**Exercise brief:**
Copy all lines below containing "then".
Material to process below:
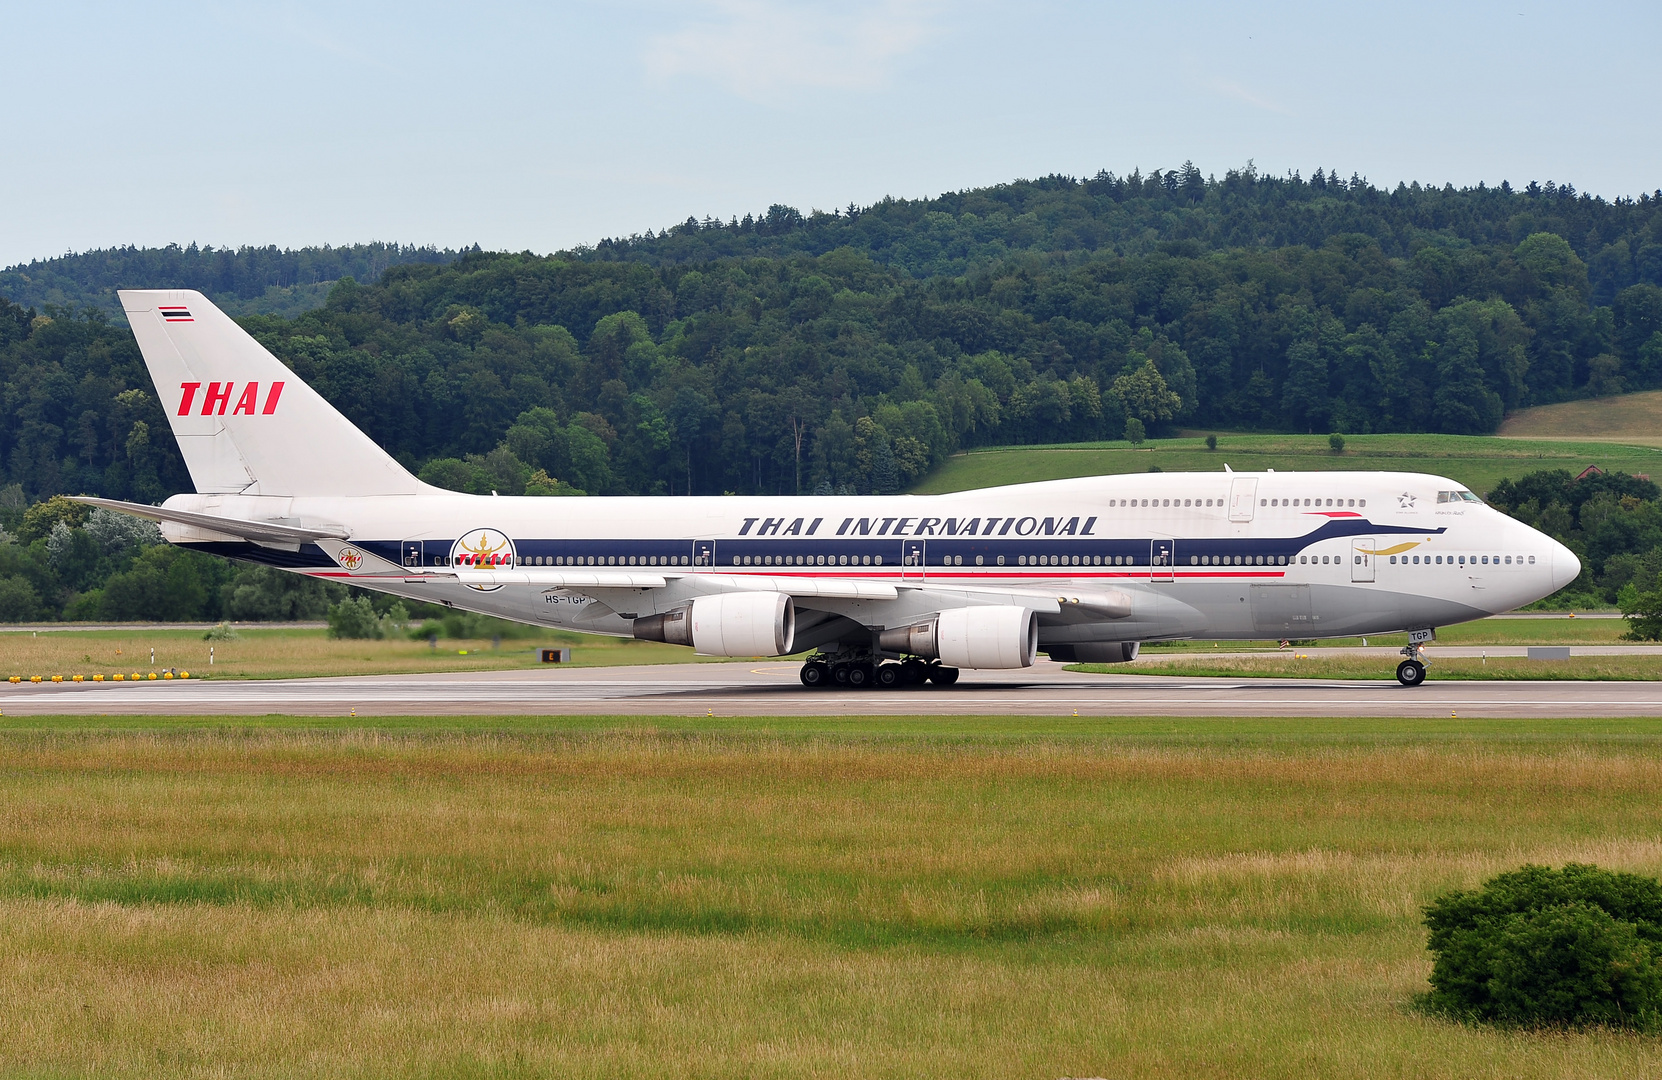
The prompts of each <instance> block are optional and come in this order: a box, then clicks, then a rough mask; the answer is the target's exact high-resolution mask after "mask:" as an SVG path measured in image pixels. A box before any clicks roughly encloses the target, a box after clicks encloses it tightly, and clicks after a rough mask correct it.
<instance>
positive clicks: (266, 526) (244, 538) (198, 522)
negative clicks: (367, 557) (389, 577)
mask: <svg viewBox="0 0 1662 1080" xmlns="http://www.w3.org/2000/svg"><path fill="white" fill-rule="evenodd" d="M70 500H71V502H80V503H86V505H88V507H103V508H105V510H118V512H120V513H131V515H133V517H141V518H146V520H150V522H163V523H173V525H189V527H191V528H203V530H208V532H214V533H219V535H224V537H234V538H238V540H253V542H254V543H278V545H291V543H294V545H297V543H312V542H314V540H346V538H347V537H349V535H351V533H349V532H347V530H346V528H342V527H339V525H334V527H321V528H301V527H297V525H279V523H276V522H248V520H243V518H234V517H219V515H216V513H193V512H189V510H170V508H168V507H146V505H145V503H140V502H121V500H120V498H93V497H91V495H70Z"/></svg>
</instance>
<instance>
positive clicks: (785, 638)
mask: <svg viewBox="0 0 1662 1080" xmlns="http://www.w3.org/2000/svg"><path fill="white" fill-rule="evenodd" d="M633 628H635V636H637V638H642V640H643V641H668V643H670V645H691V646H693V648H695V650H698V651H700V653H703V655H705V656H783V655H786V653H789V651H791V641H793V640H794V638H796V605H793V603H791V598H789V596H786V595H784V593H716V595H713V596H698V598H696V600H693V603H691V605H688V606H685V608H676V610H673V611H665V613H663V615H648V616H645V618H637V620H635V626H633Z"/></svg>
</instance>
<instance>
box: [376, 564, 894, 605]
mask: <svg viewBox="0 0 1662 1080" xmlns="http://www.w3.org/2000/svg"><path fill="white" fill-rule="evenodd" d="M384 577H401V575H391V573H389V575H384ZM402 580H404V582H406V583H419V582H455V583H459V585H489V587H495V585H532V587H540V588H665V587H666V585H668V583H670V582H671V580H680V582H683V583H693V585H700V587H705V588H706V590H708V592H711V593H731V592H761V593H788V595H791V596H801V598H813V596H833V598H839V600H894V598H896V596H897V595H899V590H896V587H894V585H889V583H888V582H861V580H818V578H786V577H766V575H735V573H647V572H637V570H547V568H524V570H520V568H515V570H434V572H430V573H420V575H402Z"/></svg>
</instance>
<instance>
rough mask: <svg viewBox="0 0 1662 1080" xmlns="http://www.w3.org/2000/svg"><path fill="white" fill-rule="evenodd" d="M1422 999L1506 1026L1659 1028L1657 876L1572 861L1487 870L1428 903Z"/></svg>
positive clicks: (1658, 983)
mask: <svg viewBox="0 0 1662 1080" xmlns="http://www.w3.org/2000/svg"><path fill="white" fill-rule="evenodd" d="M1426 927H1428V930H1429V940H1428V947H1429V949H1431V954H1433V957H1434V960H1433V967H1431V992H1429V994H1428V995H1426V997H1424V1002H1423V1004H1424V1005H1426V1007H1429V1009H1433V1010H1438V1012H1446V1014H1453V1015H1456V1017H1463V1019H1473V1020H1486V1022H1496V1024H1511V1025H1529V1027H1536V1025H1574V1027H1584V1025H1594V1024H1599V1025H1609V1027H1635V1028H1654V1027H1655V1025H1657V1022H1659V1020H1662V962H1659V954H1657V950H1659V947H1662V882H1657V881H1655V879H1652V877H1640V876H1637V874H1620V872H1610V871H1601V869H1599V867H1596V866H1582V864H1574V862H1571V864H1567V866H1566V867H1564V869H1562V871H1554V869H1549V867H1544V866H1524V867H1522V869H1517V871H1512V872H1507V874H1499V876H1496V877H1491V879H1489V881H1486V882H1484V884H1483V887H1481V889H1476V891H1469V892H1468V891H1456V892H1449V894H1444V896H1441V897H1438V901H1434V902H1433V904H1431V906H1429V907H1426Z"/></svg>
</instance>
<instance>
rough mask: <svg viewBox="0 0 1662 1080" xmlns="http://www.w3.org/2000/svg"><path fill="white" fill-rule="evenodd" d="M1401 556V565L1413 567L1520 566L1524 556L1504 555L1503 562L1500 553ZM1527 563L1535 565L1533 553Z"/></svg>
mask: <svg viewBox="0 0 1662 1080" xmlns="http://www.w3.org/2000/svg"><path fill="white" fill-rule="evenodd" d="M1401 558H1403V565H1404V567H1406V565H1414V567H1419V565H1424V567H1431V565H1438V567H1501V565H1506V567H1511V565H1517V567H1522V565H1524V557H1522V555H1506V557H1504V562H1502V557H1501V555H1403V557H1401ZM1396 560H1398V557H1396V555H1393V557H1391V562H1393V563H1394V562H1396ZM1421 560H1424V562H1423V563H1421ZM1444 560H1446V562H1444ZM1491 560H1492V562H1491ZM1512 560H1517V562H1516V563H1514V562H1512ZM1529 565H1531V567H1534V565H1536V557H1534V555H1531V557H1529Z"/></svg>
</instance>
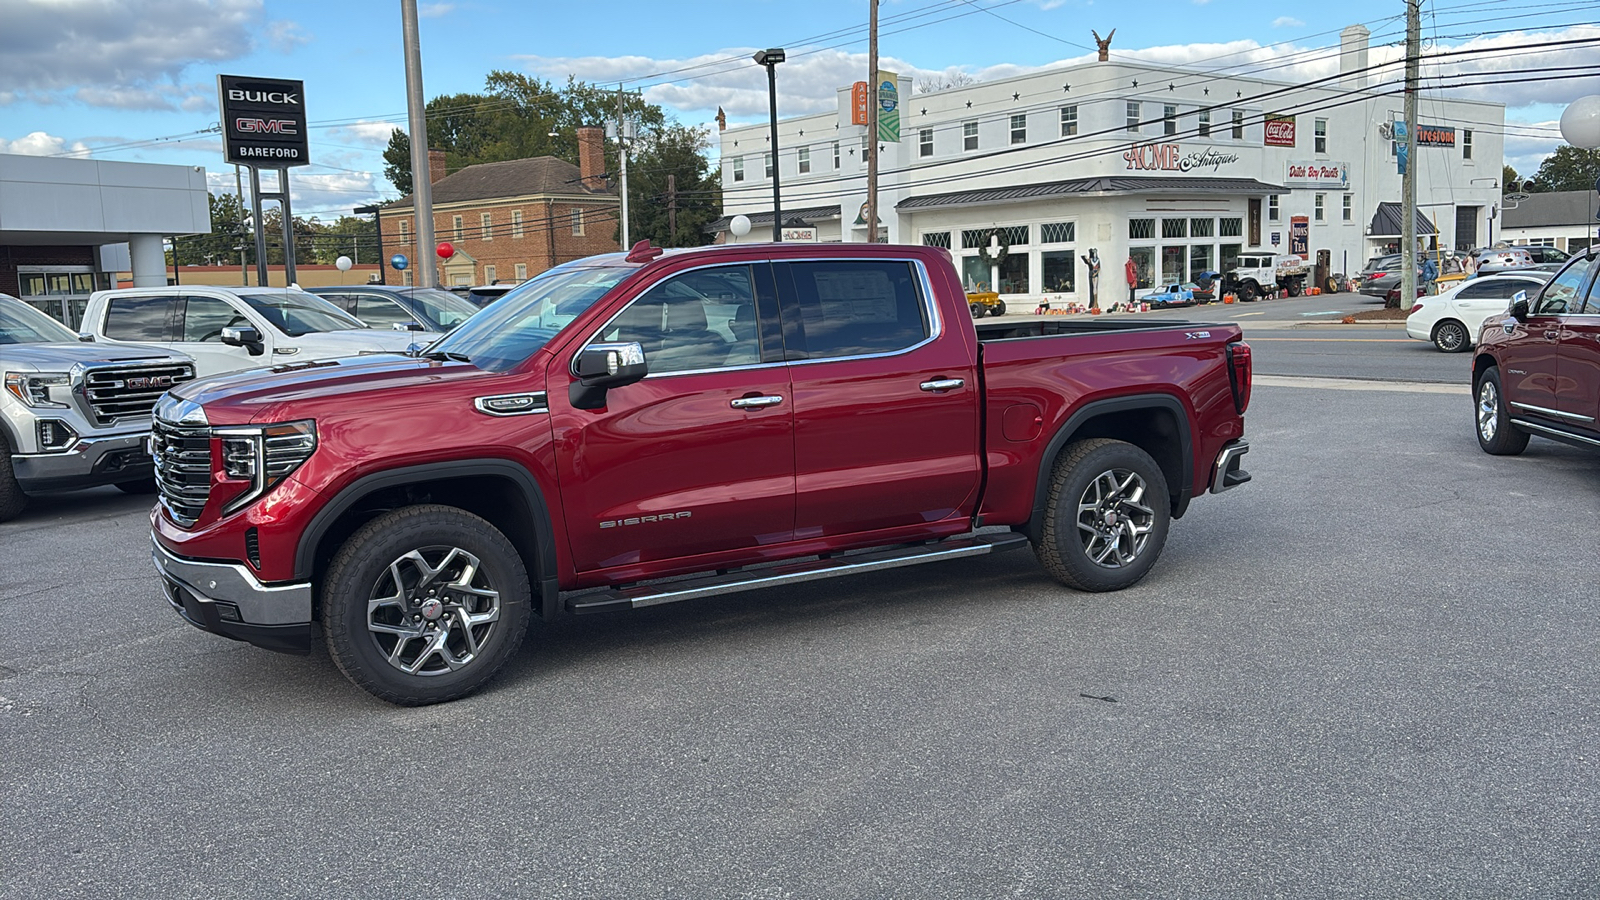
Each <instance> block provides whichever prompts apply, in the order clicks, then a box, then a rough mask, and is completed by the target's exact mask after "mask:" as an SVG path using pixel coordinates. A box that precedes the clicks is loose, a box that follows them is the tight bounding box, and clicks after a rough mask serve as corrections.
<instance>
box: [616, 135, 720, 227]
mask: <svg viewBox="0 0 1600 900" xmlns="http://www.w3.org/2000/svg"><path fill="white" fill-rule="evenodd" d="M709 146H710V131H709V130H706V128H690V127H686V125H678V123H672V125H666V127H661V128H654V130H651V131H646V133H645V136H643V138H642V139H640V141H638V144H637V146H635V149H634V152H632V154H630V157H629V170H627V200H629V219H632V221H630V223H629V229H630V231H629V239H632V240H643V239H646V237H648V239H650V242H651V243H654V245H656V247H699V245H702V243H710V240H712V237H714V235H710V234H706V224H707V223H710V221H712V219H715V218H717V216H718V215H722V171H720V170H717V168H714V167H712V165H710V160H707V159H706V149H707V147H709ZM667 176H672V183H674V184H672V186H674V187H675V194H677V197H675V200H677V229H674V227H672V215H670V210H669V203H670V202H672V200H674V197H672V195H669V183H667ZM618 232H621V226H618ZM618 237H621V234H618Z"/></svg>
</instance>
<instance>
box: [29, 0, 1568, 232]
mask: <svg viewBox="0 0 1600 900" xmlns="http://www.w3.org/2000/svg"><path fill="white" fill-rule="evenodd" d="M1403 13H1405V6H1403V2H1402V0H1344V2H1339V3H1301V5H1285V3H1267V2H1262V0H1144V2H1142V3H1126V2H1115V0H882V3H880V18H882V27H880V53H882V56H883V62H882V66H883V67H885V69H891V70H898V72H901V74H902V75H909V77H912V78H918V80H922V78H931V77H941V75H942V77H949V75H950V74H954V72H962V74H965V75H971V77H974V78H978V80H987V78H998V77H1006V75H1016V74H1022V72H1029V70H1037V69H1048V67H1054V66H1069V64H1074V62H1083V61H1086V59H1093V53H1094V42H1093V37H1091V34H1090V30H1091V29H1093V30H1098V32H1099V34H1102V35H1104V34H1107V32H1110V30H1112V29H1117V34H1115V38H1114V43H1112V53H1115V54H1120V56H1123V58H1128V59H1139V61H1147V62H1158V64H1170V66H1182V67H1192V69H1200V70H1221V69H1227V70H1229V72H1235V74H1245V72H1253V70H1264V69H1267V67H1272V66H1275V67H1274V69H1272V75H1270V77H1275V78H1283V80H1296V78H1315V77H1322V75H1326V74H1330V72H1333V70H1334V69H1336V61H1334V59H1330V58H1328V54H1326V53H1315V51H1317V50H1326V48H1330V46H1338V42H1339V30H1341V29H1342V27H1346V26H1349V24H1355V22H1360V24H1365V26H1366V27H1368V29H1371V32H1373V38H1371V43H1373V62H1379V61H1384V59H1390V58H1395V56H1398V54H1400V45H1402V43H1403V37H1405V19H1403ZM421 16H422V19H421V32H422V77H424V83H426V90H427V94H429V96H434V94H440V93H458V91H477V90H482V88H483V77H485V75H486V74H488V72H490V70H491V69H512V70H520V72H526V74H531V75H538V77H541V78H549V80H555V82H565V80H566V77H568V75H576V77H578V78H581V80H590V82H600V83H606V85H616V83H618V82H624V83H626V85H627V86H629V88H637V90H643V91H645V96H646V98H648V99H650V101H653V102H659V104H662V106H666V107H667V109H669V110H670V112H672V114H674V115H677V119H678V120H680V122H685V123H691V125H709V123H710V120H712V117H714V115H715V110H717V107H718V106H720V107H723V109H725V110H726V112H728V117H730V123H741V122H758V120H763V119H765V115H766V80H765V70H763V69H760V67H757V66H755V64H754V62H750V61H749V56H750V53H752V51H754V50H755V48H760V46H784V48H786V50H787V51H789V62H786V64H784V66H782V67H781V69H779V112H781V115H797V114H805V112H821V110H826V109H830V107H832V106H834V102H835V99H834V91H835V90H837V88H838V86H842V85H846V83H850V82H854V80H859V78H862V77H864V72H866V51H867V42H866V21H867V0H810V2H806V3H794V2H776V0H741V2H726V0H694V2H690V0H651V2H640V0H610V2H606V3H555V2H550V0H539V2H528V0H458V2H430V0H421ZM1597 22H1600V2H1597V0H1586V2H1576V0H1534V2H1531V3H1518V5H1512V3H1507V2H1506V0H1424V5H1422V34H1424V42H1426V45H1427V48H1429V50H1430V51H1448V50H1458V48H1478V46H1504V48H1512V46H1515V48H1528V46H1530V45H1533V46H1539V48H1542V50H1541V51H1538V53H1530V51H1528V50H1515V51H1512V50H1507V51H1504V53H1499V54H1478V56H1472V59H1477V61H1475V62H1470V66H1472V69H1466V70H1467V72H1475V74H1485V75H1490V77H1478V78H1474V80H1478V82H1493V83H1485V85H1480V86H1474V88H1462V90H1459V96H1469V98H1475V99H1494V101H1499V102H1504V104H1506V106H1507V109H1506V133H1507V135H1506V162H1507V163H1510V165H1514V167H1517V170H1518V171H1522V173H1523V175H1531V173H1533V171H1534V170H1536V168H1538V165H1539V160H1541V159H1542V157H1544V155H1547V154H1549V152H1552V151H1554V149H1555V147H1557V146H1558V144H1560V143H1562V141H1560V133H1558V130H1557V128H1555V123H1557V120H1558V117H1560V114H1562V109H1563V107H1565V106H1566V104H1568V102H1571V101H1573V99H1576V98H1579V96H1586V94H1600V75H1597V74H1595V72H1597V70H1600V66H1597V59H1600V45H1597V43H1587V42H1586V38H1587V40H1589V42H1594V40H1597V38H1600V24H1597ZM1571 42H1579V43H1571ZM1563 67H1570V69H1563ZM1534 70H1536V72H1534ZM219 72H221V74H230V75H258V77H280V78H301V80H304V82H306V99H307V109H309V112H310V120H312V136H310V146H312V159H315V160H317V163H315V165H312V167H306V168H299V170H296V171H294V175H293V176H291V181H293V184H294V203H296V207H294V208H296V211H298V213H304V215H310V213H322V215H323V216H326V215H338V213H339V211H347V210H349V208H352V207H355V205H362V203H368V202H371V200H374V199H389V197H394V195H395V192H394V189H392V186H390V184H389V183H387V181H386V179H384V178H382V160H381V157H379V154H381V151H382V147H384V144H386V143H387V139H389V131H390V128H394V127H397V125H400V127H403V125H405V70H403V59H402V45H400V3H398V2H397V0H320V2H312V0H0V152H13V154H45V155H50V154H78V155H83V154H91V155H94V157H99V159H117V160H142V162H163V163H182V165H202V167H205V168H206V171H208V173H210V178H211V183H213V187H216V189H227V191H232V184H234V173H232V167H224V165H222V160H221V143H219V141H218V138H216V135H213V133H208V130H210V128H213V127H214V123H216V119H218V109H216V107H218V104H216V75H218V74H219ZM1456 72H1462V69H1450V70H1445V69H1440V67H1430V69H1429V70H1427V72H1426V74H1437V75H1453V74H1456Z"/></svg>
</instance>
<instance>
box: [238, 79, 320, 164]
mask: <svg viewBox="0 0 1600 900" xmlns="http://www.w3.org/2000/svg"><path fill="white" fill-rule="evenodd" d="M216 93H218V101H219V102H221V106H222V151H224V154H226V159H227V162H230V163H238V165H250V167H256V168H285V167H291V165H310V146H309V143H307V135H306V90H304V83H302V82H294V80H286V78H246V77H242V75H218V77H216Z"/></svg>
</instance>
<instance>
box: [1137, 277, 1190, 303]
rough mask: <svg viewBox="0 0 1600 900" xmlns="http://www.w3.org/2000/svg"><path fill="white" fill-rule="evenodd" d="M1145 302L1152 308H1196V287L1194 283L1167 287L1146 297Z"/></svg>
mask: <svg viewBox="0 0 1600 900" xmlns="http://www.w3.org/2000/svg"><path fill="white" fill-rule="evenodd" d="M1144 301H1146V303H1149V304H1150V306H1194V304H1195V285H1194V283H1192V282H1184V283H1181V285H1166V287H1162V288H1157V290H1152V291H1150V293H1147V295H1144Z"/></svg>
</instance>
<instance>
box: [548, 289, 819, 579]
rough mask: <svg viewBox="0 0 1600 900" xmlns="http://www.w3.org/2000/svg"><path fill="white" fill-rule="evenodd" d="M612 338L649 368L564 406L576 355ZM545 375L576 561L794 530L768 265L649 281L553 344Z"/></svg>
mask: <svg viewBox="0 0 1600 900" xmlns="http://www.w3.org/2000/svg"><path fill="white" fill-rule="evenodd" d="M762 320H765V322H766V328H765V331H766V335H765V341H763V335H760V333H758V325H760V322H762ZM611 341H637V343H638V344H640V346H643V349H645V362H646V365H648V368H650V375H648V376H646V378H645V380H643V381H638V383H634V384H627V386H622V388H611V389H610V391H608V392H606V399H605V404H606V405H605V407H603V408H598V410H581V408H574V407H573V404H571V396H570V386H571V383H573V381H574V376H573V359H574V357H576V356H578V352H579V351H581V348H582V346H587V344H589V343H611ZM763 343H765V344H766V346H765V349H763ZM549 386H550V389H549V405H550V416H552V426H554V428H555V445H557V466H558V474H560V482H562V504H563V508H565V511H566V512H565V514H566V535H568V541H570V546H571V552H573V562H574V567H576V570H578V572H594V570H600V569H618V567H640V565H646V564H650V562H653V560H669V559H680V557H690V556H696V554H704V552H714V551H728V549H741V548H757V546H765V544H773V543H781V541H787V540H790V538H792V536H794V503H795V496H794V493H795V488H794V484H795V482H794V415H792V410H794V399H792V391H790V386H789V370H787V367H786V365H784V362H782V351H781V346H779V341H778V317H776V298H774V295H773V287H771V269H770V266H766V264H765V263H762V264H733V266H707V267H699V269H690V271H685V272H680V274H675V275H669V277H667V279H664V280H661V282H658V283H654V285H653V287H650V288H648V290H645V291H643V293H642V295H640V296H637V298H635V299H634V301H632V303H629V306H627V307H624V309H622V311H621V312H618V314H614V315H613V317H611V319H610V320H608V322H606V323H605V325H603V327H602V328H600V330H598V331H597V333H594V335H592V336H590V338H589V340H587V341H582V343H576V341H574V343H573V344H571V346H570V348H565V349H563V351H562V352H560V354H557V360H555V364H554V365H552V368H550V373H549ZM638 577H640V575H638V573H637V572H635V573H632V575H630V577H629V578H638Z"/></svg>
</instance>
End of Material to process.
**Answer to the exercise:**
The prompts of each <instance> block are optional and come in this order: a box, then clicks, then a rough mask; the answer is the target's exact high-resolution mask after "mask:" as an SVG path measured in image pixels. A box before any clicks roughly encloses the target, a box after clicks encloses it tightly, and clicks after a rough mask correct it.
Each <instance> block provides whichever prompts apply, in the order clicks, then a box, then a rough mask, and is completed by the target's exact mask after "mask:" as an SVG path using pixel coordinates. A box that precedes the clicks is loose, a box that follows them is the tight bounding box, and clicks after a rough mask serve as corrections.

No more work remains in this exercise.